## Begin DATA LINES

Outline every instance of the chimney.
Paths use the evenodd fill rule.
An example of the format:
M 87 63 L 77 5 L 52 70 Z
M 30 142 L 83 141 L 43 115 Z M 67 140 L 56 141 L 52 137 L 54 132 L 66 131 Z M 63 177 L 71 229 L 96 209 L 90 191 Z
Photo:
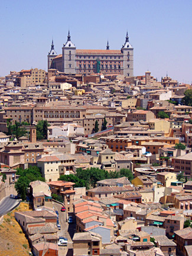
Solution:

## End DATA LINES

• [DIRECTIONS] Reproduce the text of each item above verbatim, leaving out the pictures.

• [SOLUTION FOR THIS PROBLEM]
Outline every instance of the chimney.
Paths use the evenodd fill rule.
An example of the format:
M 87 63 L 77 5 L 52 70 Z
M 30 142 L 83 141 L 43 115 Z M 67 140 L 56 141 L 52 137 L 54 132 L 66 131 Z M 63 177 L 71 229 L 96 209 L 90 191 Z
Photo:
Solution:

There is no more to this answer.